* Try it: Report the number of lines holding "riverbed" in the material below, and nothing more.
### Available data
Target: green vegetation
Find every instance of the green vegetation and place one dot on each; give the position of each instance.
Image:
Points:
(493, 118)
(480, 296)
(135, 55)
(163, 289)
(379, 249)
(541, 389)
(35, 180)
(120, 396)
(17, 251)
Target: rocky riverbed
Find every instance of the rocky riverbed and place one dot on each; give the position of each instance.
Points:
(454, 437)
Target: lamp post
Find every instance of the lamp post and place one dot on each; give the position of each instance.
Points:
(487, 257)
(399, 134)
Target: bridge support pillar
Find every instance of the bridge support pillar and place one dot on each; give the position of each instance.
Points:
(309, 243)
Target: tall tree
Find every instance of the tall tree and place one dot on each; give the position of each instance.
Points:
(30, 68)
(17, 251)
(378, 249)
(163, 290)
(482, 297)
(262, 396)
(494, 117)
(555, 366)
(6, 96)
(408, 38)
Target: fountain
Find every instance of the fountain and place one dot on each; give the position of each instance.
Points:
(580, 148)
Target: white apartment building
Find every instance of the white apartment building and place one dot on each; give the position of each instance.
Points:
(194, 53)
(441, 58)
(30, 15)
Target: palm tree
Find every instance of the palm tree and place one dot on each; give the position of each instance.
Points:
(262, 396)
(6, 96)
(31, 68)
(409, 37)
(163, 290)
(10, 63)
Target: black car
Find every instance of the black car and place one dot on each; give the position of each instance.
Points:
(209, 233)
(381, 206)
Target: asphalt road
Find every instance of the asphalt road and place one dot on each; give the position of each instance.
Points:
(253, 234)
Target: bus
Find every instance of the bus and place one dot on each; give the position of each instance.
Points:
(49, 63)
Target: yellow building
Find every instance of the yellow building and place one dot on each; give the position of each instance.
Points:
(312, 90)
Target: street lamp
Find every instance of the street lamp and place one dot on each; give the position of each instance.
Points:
######
* Result of this exercise: 2